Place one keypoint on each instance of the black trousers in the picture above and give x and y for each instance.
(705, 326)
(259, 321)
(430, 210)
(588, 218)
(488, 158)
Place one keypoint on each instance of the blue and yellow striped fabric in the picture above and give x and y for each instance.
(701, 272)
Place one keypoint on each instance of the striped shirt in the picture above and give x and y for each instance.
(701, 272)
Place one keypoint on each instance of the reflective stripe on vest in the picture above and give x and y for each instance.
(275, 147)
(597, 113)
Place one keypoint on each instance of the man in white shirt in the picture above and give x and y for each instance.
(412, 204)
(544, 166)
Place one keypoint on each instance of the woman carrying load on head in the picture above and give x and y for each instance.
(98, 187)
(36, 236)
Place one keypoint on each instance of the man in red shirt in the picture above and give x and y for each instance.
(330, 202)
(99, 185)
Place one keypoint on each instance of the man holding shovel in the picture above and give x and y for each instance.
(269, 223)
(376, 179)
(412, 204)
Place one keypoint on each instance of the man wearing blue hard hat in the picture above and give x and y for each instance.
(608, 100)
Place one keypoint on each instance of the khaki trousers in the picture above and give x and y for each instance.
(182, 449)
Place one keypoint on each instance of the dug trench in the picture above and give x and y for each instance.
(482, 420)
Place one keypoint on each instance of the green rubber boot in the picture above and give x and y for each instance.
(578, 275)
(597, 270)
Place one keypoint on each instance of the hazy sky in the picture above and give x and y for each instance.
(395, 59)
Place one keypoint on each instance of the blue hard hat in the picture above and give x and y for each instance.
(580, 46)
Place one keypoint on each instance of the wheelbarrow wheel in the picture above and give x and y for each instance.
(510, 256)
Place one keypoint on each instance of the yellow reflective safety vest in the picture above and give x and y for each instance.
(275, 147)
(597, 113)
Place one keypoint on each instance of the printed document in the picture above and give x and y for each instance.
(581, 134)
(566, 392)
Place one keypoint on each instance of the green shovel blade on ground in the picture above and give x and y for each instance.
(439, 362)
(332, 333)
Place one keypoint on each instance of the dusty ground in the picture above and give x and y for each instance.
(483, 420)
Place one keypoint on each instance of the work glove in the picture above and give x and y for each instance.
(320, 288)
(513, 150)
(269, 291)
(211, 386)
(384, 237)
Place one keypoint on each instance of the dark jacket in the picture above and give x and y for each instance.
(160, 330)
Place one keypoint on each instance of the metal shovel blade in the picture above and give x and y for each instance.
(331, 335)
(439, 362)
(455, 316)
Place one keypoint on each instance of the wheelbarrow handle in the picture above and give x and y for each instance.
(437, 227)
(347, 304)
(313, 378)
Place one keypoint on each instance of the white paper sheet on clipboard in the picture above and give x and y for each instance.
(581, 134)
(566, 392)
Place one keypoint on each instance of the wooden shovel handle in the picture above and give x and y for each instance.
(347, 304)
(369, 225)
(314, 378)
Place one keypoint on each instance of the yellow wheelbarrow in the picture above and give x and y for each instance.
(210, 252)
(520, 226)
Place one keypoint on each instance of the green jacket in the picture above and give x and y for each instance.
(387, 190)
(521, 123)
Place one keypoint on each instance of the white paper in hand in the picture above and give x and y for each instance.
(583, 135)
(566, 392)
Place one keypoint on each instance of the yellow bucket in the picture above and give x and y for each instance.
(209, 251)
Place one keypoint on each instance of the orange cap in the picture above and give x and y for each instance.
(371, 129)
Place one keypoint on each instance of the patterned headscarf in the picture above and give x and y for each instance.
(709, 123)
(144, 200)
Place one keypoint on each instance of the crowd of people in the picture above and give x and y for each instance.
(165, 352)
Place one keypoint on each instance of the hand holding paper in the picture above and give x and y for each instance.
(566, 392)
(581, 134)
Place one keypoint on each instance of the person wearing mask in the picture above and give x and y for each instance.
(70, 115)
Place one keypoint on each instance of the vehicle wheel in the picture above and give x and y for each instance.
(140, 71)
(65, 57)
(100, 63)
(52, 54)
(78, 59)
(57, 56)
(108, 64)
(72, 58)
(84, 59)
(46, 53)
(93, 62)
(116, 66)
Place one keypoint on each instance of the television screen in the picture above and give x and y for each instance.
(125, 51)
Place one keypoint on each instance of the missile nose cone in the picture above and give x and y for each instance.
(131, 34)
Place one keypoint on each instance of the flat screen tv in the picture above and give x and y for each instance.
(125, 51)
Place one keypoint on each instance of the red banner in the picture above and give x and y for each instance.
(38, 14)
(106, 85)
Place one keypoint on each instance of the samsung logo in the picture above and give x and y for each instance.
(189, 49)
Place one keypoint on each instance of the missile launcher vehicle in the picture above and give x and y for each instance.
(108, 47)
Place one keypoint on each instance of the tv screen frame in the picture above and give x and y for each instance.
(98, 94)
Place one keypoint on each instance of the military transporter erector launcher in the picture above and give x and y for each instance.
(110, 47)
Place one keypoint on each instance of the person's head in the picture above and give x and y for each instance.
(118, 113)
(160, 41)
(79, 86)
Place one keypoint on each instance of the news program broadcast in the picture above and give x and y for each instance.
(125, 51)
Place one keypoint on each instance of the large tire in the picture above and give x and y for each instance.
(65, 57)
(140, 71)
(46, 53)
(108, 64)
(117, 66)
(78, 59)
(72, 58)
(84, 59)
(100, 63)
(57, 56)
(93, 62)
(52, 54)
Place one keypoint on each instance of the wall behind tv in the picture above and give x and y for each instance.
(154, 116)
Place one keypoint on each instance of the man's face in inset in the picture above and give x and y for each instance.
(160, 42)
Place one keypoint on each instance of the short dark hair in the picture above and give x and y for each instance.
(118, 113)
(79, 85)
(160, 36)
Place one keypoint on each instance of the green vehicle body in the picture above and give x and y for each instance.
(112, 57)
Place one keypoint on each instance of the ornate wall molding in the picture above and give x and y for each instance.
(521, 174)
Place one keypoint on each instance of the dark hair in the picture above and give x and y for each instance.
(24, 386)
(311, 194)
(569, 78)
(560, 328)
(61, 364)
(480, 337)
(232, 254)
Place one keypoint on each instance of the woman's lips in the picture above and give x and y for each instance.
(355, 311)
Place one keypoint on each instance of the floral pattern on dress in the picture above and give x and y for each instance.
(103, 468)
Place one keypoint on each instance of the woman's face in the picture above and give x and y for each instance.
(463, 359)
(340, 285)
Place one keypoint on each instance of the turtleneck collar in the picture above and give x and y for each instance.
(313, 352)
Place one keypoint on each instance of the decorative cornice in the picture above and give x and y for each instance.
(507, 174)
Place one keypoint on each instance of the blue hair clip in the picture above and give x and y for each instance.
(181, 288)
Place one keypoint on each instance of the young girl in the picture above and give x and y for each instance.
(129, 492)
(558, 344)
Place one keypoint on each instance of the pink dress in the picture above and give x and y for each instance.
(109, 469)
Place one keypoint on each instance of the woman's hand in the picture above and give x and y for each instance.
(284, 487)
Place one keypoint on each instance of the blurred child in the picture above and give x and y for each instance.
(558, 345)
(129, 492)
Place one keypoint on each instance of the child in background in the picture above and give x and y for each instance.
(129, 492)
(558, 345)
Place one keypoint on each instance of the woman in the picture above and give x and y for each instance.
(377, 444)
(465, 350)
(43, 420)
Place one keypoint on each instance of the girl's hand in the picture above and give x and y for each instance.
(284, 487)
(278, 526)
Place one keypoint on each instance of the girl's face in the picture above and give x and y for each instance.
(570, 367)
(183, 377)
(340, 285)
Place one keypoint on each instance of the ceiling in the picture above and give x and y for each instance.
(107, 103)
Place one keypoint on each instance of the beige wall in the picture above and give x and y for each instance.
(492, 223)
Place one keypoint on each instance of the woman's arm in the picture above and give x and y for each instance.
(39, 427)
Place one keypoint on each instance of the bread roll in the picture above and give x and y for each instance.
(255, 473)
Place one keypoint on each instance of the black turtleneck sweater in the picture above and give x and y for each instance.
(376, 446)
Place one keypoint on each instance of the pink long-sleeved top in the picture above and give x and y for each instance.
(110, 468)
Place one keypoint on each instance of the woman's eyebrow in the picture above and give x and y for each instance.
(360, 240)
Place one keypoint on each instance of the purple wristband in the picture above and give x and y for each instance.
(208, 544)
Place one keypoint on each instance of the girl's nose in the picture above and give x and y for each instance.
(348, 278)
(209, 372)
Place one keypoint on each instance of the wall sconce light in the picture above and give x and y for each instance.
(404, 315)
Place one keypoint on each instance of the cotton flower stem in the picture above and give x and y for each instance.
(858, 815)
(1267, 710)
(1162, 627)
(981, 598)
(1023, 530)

- - -

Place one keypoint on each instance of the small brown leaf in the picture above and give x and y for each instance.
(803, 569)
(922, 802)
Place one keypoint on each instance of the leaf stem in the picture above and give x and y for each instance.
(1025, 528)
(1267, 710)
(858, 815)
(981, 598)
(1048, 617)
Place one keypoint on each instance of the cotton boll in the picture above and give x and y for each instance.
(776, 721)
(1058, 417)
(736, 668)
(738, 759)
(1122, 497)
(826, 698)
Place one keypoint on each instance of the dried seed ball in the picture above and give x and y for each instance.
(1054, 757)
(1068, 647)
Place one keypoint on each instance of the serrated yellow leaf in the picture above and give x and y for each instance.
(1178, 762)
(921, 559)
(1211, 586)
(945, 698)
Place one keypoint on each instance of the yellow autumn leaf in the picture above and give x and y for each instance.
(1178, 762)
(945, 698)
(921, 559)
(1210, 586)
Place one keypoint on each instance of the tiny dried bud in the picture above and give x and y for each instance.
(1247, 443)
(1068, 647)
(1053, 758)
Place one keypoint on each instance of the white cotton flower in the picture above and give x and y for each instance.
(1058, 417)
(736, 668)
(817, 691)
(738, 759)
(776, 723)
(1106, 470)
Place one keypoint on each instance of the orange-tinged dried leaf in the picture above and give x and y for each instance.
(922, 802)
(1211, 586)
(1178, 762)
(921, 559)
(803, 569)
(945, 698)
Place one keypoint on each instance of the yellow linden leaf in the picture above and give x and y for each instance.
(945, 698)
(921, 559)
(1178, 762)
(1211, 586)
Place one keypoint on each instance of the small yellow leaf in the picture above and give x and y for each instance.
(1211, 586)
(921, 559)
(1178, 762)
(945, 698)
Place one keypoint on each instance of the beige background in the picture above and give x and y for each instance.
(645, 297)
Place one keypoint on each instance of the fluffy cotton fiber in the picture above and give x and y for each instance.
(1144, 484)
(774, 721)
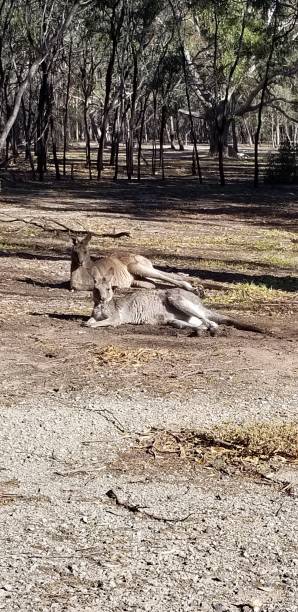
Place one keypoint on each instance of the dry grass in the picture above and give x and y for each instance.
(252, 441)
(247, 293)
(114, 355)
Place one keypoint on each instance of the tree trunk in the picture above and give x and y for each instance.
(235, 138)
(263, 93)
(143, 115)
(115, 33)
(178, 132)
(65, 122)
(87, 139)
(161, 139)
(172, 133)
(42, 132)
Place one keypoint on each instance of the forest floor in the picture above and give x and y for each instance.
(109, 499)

- - -

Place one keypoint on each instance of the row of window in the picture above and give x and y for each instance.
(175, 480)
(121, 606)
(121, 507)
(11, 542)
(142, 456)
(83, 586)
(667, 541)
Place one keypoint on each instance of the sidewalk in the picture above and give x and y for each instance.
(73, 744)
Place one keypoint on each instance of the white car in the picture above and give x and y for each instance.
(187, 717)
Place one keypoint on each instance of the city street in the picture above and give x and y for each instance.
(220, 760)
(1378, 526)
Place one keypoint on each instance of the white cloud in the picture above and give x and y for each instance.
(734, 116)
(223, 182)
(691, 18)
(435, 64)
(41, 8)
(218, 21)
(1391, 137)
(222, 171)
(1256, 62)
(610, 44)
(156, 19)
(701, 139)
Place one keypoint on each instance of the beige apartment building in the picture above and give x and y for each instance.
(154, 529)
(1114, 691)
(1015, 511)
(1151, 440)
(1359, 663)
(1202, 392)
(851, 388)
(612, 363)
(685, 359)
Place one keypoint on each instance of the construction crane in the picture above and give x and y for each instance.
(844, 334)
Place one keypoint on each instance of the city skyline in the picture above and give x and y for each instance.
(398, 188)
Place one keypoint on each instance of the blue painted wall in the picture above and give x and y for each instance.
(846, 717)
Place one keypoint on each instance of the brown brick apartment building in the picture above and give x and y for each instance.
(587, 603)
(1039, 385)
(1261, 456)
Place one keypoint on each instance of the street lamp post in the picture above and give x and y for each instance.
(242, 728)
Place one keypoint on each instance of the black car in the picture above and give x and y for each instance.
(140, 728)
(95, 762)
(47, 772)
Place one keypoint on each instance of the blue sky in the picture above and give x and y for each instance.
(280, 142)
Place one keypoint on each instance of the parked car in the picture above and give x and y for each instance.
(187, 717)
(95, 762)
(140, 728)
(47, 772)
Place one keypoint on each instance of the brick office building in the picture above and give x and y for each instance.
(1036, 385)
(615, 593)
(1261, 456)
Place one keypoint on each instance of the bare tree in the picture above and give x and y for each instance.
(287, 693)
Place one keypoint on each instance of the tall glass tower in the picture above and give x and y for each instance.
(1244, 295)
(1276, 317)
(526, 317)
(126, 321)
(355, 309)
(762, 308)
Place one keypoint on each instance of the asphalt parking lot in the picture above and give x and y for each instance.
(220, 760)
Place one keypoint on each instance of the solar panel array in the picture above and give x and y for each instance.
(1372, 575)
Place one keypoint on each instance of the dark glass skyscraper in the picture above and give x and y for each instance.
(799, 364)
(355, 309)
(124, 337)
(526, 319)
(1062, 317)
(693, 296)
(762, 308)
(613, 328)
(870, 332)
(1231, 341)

- - -

**To be done:** Can you rewrite the records between the lines holding "Place one keypoint on each instance of the parked" and "(1372, 575)", inclusive, keeping every request line as is and offsetting both the x and the y of each coordinate in the answers by +95?

**Problem solution:**
Place one keypoint on each instance of the parked car in the picture above and give x and y for each instance.
(282, 812)
(190, 857)
(235, 823)
(142, 867)
Place one keypoint on each instance of the brick office building in the picture above and give x and y for each instance.
(1131, 480)
(710, 688)
(1356, 551)
Place one keypoint on each instance of the bare tree in the picture above and give x and y for each instance.
(382, 788)
Place one keypoint on each instance of the tall glass tower in the picture above and give x and y for each instance.
(1339, 390)
(1371, 412)
(621, 412)
(221, 416)
(450, 404)
(857, 403)
Place one keypoint on each instance of the asphalt parking lot in the picture above and give x and y for each instance.
(315, 855)
Place one keypoint on each instance of the solar panel array in the picture above and give x and y for each instance.
(1467, 670)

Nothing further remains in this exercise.